• Work instructions:
(1) Answer these questions about the forum thread on offloading a string array to the Xeon Phi:
(a) What error does the command line report for the first offload pragma?
(b) Which compiler release adds support for passing an array of pointers?
(c) Which two arrays does Jim Dempsey suggest offloading?
(2) How might the forum thread on offloading a string array to the Xeon Phi carry on after its last post? Extend it from that point.
[Start Extract to read]
Software Archive
Read-only legacy content
17061 Discussions

Is it possible to offload a string array to xeon phi

Po_Chang_W_
Beginner
1,416 Views

I want to get all substring of a string on xeon phi
First, I read a txt file from args and store it into a pointer array like this

char *temp_string[N_ELEMENT];

Second, I want to using pragma offlad to copt this array to xeon phi like this

#pragma offload target(mic: 0) in(temp_string:length(N_ELEMENT))

The command line give me the following message

error: variable "temp_string" used in in/out/inout clause is an array whose underlying type is "char *"

Is it have any solutation to fix my problem?


The offload section like this:

#pragma offload target(mic: 0) in(temp_string:length(N_ELEMENT))
#pragma omp parallel for private(c, i, length)
for(n = 0; n < N_ELEMENT; ++n) 
{
    length = strlen(temp_string[n]);

    for( c = 0 ; c < length ; c++ )
        for( i = 1 ; i <= length - c ; i++ )
        {
            sub = substring(temp_string[n], c+1, i);
            printf("%s \n", sub);
        }

}
0 Kudos
1 Solution
Kevin_D_Intel
Employee
1,416 Views

The Intel® Parallel Studio XE 2015 (15.0 compiler) release contains new feature support for passing an array of pointers as discussed in this article:

Data transfer of an “array of pointers” using the Intel® Language Extensions for Offload (LEO) for the Intel® Xeon Phi™ coprocessor

This slipped my mind but it is behind the different treatment I noted between the two compilers earlier. With this feature support I was able to mock-up your sample and get it working rather easily. For the prototype you posted, with 15.0 you only need to change your #pragma offload to this:

#pragma offload target(mic: 0) in(temp_string[0:N_ELEMENT])

The offload run-time dynamically determines the length of each string element and transfers each element accordingly. The article mentions but does not detail use with char data types specifically so we'll look to update that soon.

 

View solution in original post

0 Kudos
15 Replies
jimdempseyatthecove
Honored Contributor III
1,416 Views

The problem you have is you are attempting to copy the array of char*'s and not also that which they point to.

If these are substring pointers then consider:

char *big_string;
int tokenIndex[N_ELEMENT];
..

Then offload the big_string and tokenIndex arrays (don't forget the length+1 of the big_string).

Jim Dempsey

0 Kudos
Kevin_D_Intel
Employee
1,416 Views

I am seeing different treatment between our 14.0 and 15.0 compilers so I expect this is an intentional restriction imposed by the Intel Composer XE 2013 SP1 release (14.0 compiler) that may have been eased/lifted in the Intel Parallel Studio XE 2015 (15.0) compiler.
[End Extract to read]
[Start Record set]
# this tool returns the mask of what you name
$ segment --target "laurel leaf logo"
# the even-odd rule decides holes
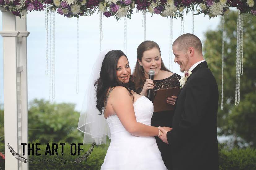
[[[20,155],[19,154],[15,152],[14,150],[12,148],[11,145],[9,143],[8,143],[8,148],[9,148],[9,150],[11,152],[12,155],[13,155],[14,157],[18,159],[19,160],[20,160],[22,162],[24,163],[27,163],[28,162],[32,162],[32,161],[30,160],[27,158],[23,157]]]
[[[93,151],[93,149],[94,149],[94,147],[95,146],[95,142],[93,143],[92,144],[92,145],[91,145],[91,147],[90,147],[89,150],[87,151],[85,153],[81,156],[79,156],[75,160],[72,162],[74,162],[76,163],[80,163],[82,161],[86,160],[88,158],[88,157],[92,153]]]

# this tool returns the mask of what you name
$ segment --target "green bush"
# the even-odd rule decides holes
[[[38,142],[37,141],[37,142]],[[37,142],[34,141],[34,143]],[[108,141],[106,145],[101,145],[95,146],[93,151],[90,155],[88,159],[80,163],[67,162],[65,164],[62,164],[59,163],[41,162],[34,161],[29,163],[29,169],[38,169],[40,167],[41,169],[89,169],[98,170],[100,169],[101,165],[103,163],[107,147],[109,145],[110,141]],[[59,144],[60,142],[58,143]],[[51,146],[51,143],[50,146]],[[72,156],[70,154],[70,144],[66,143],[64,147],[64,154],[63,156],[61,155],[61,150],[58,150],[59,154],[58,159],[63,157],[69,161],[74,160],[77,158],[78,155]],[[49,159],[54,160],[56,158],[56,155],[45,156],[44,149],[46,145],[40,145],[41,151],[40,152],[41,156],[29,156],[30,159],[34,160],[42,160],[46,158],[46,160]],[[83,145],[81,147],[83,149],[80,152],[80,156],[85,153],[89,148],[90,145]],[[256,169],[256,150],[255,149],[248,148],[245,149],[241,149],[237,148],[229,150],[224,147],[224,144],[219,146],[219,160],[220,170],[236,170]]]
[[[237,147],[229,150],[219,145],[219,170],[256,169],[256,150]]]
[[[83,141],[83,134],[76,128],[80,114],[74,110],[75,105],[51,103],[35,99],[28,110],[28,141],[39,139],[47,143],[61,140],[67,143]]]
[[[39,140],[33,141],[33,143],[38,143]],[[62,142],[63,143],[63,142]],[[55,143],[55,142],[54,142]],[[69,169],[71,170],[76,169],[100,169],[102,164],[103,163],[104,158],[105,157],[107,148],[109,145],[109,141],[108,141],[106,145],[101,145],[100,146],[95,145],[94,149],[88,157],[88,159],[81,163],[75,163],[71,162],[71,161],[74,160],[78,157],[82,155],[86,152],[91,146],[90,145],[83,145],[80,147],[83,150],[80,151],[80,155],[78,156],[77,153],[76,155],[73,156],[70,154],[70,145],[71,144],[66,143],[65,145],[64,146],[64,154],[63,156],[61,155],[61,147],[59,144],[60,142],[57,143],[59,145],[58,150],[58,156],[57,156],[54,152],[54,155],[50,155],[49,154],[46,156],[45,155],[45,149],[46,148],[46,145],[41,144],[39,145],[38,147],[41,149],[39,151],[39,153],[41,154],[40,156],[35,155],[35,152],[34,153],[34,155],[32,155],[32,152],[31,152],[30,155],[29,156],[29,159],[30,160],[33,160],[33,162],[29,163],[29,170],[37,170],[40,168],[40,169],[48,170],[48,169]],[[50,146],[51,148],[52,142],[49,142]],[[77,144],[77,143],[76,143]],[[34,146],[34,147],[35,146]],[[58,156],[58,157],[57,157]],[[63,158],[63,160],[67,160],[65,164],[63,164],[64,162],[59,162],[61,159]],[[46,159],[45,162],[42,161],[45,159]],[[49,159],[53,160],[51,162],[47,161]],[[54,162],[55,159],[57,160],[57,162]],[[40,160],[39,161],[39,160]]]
[End Record set]
• Answers in order:
(1)
(a) error: variable "temp_string" used in in/out/inout clause is an array whose underlying type is "char *"
(b) The Intel® Parallel Studio XE 2015 (15.0 compiler) release.
(c) The big_string and tokenIndex arrays.

(2)
The error is reproducible with the 14.0 compiler but not the 15.0 compiler so if it was convenient for you to upgrade to the newer 15.0 release then you may find it supports your needs/interests. Using 14.0 may require a different approach, perhaps as Jim suggested.

I will inquire with our Developers about this error and share what else I learn.

0 Kudos
Po_Chang_W_
Beginner
1,416 Views

Hi, jimdempseyatthecove
I try your method and success, thank you very much.

By the way, I want to know how to offload a struct array?

 

0 Kudos
jimdempseyatthecove
Honored Contributor III
1,416 Views

If the struct is POD (just data. POD=Plain Old Data) then the pointer and sizeof the struct should work.

However, structs can contain pointers to other objects, member functions, (in addition to ctor/dtor), and virtual functions, and these complicate the offload. Some of this management is aided with the 15.0 compiler, however, I am unable to provide a working example because I do not have the 15.0 compiler.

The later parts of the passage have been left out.